• Given instruction 1
According to the article on Jimmy Butler, which outlet published an interview with him on Tuesday?

[Document excerpt start]

Make no mistake about it — Jimmy Butler is a different kind of dude. The Miami Heat star’s competitive streak is a throwback to the NBA tough guys of the 1980s and ’90s. On top of that, he speaks his mind at every turn, regardless of how it might be interpreted.
When he was with the T-Wolves and he didn’t like the effort he was getting out of Andrew Wiggins and Karl-Anthony Towns, for example, they knew as much — along with the rest of the basketball world. And joining a winning organization in the Heat has done little to douse that fire.
Even when things are peachy-keen, Butler is a sure bet for a wild sound bite. Asked recently about a returning Kyle Lowry, he waxed philosophical about Kyle Guy instead before noting that the six-time All-Star was just “OK” and had been “getting on my nerves a lot lately.”
So, when the subject of brawling came up during a recent Q&A session, it should come as no surprise that Butler came hard with a scorching hot take.
Butler Wants to Brawl
On Tuesday, Complex put out an interview with Butler which saw the Heat’s heart and soul touch on a myriad of subjects. At one point, he was asked if the league is lacking the big-time rivalries that were such a big part of its glory days. His answer: those rivalries still exist but that it’s a different league now.
However, he kind of wishes it wasn’t.

[Document excerpt end]
[Supplied material start]

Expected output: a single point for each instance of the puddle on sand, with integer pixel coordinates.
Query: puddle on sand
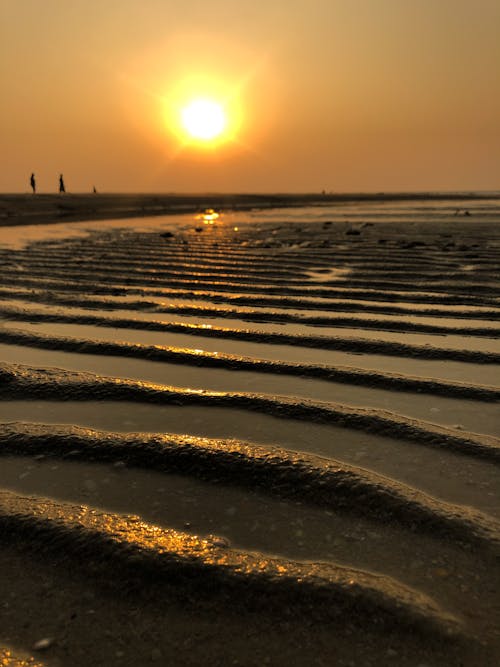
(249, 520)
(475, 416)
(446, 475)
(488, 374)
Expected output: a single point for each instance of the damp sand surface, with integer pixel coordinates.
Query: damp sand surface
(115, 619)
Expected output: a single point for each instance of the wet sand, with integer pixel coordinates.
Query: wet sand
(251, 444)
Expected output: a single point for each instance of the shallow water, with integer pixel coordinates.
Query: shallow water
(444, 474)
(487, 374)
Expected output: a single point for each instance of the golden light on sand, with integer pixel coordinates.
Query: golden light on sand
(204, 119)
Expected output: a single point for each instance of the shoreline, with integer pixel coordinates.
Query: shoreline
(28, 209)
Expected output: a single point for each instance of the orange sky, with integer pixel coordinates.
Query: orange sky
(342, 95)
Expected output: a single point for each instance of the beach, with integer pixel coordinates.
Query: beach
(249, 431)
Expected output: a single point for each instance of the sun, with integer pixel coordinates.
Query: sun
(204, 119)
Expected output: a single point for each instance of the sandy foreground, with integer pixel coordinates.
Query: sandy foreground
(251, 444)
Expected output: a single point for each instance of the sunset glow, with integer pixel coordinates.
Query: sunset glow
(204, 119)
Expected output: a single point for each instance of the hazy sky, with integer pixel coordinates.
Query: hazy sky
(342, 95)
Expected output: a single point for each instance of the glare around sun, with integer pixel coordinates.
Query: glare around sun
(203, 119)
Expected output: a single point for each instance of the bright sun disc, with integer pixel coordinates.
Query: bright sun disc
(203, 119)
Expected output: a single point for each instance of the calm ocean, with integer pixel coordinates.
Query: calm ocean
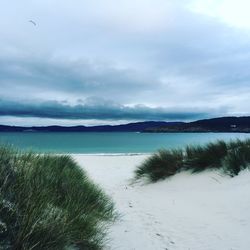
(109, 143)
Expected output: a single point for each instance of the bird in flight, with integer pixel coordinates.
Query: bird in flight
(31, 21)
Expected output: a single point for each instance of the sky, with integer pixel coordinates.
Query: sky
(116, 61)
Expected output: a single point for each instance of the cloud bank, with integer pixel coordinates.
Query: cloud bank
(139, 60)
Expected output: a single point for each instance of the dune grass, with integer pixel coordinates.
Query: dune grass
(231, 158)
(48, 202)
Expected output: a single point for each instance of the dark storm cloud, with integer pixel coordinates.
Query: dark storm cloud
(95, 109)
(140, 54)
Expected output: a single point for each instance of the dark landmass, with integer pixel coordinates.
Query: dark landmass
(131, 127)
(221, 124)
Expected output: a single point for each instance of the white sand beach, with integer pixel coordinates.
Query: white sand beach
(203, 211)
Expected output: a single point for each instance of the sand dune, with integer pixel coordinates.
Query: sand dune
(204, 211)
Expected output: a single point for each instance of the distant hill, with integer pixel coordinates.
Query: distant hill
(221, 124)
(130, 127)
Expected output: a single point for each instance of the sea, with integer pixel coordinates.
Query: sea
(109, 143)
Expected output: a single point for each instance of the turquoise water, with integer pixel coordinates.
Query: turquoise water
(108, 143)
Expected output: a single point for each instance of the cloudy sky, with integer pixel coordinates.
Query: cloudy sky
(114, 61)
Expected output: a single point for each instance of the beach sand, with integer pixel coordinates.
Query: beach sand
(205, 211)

[Supplied material end]
[Supplied material start]

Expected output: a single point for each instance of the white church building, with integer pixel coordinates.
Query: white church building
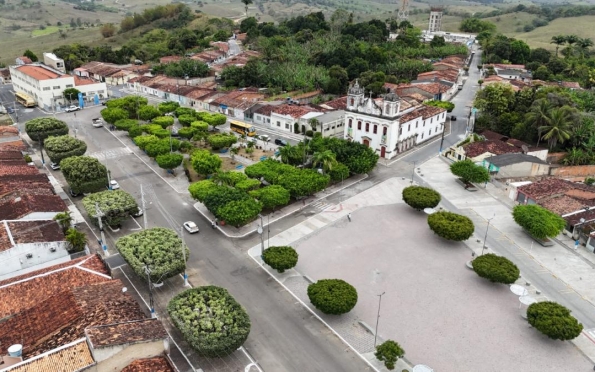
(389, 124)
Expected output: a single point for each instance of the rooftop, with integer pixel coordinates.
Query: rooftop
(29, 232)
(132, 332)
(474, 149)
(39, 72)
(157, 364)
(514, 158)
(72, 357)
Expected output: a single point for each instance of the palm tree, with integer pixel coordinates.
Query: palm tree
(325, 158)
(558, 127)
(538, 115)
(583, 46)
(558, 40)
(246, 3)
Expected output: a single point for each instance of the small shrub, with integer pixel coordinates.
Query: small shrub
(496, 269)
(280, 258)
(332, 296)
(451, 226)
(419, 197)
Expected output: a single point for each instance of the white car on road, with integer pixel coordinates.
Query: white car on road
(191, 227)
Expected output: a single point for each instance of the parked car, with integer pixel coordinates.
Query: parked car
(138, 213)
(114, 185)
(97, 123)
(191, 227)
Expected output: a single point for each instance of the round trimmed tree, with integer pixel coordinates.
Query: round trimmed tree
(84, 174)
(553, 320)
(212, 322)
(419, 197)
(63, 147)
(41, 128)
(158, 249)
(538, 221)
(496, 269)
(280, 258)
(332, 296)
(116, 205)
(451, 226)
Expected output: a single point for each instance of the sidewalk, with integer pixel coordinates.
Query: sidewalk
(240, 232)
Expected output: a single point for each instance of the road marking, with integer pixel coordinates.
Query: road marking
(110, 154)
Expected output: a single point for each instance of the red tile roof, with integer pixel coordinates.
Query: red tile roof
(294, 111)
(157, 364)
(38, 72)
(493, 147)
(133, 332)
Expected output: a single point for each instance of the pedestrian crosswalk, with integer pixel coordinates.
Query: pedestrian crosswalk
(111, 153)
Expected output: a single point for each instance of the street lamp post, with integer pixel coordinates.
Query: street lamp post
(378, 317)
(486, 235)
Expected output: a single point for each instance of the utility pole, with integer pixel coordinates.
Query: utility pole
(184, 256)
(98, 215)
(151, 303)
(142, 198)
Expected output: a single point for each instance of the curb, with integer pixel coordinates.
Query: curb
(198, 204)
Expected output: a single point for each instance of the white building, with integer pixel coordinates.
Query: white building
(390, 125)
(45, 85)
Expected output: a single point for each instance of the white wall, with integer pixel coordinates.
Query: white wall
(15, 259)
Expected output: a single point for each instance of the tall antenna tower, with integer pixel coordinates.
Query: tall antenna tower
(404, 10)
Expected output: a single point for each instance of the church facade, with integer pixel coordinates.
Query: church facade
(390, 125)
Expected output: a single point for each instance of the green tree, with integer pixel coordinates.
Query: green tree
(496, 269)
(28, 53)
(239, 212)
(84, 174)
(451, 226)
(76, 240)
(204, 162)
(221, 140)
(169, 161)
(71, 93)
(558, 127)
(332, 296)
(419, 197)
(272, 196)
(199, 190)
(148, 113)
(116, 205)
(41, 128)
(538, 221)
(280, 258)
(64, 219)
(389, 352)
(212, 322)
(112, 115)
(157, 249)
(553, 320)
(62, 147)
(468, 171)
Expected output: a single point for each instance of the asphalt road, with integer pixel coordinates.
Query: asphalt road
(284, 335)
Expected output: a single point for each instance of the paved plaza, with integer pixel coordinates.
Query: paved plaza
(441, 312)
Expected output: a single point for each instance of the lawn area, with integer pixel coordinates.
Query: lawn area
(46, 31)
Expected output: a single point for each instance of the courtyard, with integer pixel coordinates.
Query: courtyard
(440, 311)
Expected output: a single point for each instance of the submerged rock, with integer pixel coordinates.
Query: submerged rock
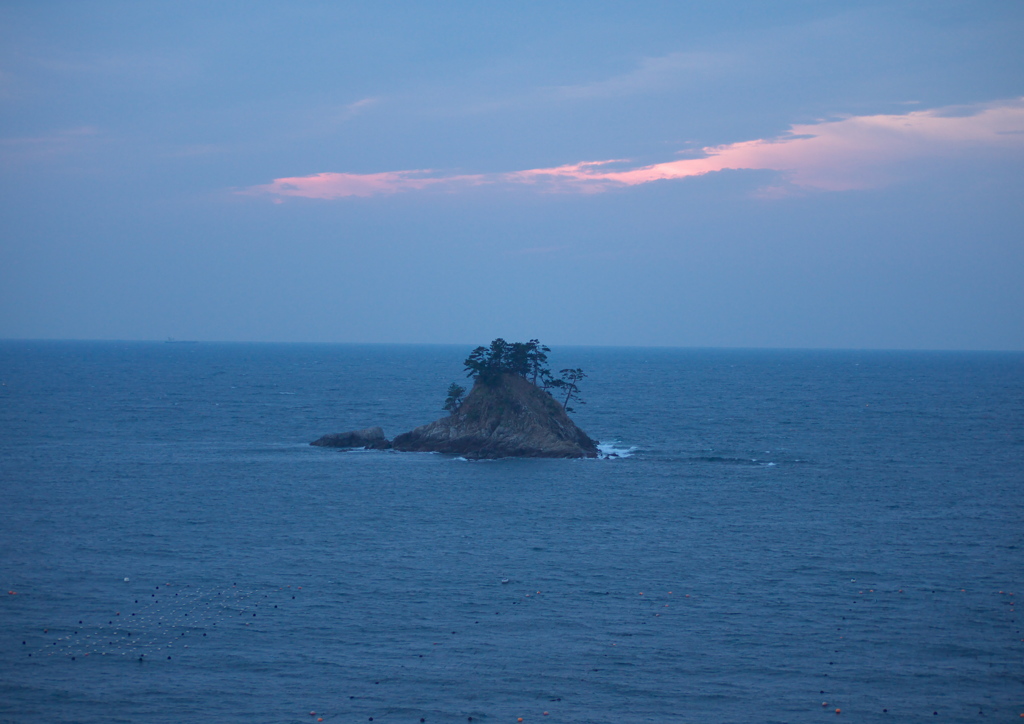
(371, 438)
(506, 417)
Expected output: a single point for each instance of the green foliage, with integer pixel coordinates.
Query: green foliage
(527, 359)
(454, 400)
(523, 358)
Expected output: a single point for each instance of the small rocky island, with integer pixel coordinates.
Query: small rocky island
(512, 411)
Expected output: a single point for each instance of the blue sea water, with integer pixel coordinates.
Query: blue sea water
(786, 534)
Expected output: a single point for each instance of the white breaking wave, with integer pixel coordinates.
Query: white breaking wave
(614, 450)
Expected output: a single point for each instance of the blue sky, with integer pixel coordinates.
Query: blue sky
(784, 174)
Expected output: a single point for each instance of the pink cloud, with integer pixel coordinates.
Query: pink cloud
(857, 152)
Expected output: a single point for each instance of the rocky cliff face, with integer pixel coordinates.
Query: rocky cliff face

[Supplied material end]

• Given instruction 2
Report every line of the records that contains the string "submerged".

• Expected output 1
Complex

• Expected output 2
Expected output: a single point for each instance of the submerged rock, with integer pixel coordinates.
Query: submerged rock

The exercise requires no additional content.